Instructions:
**a.** Answer these from the cloud conversation:
(i) In the research situation, what does the text say spending is based on?
(ii) What made people avoid the task before it was automated?
(iii) What reason is given for the bill going up?
**b.** Quote the cloud conversation word for word, starting at "And so if I" and ending at "for, for companies.".

** Start Document segment **

But the promise of the cloud, especially in the research situation where you have a, you don't have a consistent spend, it's based on something you discovered or some, some funding you got, um, the opportunity is always there. So like the, the new thing comes in that you want to do and you're like, great, let's just like pull in more compute from our cloud providers.

And so for many companies. It's worth, um, you know, potentially experiencing an operational, you know, cost increase to be able to get the opportunity, opportunity, um, you know, out of it. And, um, and so I think that's where a lot of companies are now, like, it's like, I would rather spend money on this kind of engineer than this other kind of engineer because they can do more than just the one thing.

And so if I can get out of the data center, then I don't need as many of those certain kind of people. And I can get more of this other kind of person, um, which again is very strategic, um, and potentially tactical for, for companies.

Greg Alhiem: Yeah. I don't, you know, I, I, I wonder, um, as. As a company or a business or a government entity adopts a public cloud, if they've had things in their data center, I love what you were saying about, um, their growth is exponential because it's not as if, um, they just grew there because they, they, um.

You know, they moved things there. They, they grew there oftentimes because a lot more opportunity for services that are built in, made it to a platform. Um, or, you know, some, some, some use case drove a lot of data, right. Into those environments.

Lukas Karlsson: Yeah. I think the, the thing. That happens so much, um, which people don't think of is you have this, whatever it is in your business that you're doing.

And you're like, wow, we're putting so many resources into accomplishing this task or this outcome. And, um, it seems like, you know, we could just automate it and then make it go away. And so you automate it, which is great. Like doing it becomes insanely easier, you know, like to the point where. It's almost not hard to do at all.

It's, it's seamless at that point. Um, and then suddenly you realize everyone wanted to be able to do that all along. And the reason they weren't doing it was cause it was tedious before and slow and unreliable. So you thought you were going to just like make this thing disappear from your view. And then suddenly it's become a big, a big service that you have to support.

And, um, that's how it works. Like. You know, when a service doesn't exist, obviously no one's using it because you're not even offering it. And when you're offering it poorly, like some people are like, yeah, I guess I want that, but I don't necessarily want to jump through all these hoops. And then when you offer it really well, everyone's like, yeah, I always want that now.

And so the same with cloud, like. You know, you had your data center, that was just how it was and people were like, I wish I could do all this amazing stuff, but I can't because we don't have the resources, so they don't and suddenly you take away that constraint and it's like, wow, all the stuff we could have been doing all along.

And so, yeah, your bill goes up because you just made it really easy to consume the things people would have been consuming if it had been easy. Um, and so that's just like. Some people don't predict that part of the, um, equation when they go automate everything. Um, and, you know, the easier you make something for someone to do, the more likely they're gonna do it.

** End Document segment **
** Start Data listing **

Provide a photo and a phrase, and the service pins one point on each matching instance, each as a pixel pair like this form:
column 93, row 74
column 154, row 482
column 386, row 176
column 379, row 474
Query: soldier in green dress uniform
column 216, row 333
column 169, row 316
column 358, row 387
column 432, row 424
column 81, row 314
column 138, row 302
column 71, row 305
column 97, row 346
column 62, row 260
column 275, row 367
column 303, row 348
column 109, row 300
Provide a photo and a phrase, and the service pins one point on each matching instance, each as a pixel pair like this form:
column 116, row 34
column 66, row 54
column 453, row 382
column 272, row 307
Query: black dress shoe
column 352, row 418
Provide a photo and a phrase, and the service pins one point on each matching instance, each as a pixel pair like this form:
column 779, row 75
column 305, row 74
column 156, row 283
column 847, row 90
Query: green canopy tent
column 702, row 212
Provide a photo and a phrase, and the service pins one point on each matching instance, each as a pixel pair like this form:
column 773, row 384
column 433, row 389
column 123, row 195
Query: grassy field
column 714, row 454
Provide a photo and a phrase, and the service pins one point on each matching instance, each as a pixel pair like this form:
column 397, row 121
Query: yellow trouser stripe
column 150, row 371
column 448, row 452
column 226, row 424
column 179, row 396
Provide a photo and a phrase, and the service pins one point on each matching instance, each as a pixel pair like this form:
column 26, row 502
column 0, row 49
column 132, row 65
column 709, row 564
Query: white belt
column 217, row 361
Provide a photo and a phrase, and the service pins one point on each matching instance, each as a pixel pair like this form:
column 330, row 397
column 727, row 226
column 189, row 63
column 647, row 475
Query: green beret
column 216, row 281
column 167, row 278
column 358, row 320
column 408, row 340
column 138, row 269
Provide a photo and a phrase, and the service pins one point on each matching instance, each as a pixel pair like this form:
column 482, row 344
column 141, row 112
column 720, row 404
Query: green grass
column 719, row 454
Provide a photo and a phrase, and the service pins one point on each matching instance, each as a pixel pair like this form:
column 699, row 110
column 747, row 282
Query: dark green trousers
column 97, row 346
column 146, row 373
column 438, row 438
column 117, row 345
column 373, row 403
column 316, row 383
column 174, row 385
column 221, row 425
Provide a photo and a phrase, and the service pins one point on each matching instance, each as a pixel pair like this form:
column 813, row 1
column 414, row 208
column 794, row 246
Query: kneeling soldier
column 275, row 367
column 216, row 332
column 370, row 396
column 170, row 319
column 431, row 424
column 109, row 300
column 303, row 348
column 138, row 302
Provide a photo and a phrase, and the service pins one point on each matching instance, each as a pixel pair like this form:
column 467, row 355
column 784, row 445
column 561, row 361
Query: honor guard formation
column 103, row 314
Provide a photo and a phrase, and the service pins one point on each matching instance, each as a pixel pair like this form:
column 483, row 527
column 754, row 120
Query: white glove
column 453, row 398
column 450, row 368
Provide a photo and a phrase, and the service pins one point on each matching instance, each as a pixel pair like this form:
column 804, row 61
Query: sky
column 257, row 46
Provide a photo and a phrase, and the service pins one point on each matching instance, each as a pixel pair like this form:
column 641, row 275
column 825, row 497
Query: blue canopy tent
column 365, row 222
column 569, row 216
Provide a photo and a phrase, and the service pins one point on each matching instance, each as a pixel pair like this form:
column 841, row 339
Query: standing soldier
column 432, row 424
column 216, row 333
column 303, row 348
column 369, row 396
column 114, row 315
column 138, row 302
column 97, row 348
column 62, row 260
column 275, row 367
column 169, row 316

** End Data listing **

Full answers:
**a.**
(i) Spending is based on something you discovered or some funding you got.
(ii) The task was tedious, slow and unreliable.
(iii) The bill goes up because you made it really easy to consume the things people would have been consuming if it had been easy.

**b.**
And so if I can get out of the data center, then I don't need as many of those certain kind of people. And I can get more of this other kind of person, um, which again is very strategic, um, and potentially tactical for, for companies.